## Text provided
1. Difference between AWS Regions, Availability Zones, and Edge Locations

Regions: Geographically isolated locations like us-east-1, ap-south-1.

Availability Zones (AZs): Multiple isolated data centers within a region (e.g., ap-south-1a, ap-south-1b).

Edge Locations: CDN endpoints used by CloudFront to cache content closer to users.

Importance: Crucial for reducing latency, enabling high availability, and disaster recovery in analytics workloads.

In [None]:
#2. AWS CLI to List All Regions

aws ec2 describe-regions --query "Regions[*].RegionName" --output table


In [None]:
#3. Create IAM User with Least Privilege (for S3)

{
  "Version": "2012-10-17",
  "Statement": [
    {
      "Effect": "Allow",
      "Action": ["s3:ListBucket", "s3:GetObject", "s3:PutObject"],
      "Resource": [
        "arn:aws:s3:::your-bucket-name",
        "arn:aws:s3:::your-bucket-name/*"

## Data supplied
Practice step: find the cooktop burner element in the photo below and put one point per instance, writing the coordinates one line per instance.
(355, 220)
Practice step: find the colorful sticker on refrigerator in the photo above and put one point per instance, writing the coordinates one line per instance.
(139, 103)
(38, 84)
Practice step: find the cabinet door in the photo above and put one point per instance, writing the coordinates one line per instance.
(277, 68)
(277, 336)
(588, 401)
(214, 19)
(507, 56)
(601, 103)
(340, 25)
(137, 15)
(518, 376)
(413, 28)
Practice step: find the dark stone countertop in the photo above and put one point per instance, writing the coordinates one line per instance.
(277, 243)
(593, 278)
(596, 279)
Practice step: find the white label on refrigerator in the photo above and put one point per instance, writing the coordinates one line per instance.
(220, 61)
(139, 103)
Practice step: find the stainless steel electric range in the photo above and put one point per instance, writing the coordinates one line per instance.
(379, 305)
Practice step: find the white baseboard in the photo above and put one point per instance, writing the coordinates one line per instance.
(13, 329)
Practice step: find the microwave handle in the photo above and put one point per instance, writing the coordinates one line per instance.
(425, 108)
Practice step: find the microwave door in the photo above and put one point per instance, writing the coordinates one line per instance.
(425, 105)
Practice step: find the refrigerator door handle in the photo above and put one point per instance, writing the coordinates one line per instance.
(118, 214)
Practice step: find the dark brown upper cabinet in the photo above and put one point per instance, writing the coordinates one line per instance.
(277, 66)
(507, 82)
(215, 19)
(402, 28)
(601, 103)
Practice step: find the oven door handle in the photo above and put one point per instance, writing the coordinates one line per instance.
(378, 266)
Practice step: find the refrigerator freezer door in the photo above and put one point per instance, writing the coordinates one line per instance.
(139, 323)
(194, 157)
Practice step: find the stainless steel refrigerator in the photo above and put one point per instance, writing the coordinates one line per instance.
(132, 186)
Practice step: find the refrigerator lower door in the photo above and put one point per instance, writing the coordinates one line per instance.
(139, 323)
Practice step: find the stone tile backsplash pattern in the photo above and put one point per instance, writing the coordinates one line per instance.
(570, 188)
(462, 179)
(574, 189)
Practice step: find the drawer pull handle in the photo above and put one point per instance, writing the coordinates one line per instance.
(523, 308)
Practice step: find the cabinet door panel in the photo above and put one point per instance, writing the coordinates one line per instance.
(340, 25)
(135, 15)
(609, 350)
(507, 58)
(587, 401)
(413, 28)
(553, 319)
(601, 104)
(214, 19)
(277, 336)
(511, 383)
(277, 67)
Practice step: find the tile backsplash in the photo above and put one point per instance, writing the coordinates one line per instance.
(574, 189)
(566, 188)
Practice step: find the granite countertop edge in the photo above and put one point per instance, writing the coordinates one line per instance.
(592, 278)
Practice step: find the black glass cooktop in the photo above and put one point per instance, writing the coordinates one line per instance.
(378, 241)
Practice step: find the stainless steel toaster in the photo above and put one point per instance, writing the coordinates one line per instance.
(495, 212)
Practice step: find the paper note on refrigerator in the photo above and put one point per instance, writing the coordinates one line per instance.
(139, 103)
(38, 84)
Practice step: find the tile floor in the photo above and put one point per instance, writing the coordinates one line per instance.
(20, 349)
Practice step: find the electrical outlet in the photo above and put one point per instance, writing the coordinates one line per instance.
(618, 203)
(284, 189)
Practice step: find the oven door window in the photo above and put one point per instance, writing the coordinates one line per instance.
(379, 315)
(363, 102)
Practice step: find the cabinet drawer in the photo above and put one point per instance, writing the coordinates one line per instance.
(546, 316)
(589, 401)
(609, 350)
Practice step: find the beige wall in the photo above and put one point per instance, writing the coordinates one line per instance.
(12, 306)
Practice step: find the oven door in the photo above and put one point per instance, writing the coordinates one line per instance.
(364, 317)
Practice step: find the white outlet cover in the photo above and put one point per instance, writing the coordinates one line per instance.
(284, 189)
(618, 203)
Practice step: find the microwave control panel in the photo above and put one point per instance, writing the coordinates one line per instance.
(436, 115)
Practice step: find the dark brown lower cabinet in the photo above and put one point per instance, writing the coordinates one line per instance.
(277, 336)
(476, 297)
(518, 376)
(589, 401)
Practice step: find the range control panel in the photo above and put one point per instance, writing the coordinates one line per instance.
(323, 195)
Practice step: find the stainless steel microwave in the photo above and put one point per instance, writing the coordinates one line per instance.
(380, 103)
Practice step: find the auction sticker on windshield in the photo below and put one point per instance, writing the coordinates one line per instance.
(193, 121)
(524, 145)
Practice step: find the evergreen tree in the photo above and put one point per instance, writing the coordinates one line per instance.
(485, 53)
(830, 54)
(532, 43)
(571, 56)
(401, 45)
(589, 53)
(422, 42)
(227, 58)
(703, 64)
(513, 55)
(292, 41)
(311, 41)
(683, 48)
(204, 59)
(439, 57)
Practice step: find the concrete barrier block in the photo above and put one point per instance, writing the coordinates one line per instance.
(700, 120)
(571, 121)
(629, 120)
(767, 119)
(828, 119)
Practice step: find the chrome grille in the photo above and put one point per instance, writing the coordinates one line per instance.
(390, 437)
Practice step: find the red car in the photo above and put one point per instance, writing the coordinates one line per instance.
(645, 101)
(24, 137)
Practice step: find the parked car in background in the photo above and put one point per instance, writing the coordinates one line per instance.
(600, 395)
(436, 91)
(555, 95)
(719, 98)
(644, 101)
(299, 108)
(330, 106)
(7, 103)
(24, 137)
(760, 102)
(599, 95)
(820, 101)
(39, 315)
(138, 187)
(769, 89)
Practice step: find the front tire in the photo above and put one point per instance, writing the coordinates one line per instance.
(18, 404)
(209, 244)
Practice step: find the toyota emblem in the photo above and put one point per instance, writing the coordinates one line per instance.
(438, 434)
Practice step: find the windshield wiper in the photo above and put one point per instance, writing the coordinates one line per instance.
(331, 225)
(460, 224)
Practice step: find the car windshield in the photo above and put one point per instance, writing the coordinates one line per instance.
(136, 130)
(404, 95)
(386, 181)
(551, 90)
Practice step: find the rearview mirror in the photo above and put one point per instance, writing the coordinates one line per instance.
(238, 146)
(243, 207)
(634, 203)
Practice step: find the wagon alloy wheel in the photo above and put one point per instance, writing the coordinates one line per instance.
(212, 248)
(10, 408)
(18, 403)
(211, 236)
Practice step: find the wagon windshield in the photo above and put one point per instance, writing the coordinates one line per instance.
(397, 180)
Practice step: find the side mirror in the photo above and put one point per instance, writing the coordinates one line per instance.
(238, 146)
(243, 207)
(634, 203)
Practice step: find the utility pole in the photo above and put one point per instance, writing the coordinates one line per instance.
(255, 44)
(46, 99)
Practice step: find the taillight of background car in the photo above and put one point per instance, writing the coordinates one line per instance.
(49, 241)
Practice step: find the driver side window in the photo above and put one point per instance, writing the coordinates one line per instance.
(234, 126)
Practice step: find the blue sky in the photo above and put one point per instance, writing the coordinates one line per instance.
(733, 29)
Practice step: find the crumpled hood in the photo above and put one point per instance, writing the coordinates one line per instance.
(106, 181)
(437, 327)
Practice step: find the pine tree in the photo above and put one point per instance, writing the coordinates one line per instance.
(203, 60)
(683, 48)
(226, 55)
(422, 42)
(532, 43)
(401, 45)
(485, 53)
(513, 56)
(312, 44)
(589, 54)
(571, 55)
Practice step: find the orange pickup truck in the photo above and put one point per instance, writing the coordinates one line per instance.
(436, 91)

## Task to carry out
Reproduce the passage of the AWS notes starting at "1. Difference between" and ending at "in analytics workloads.", substituting "Points of Presence" for "Edge Locations" wherever it occurs.

## Full answer
1. Difference between AWS Regions, Availability Zones, and Points of Presence

Regions: Geographically isolated locations like us-east-1, ap-south-1.

Availability Zones (AZs): Multiple isolated data centers within a region (e.g., ap-south-1a, ap-south-1b).

Points of Presence: CDN endpoints used by CloudFront to cache content closer to users.

Importance: Crucial for reducing latency, enabling high availability, and disaster recovery in analytics workloads.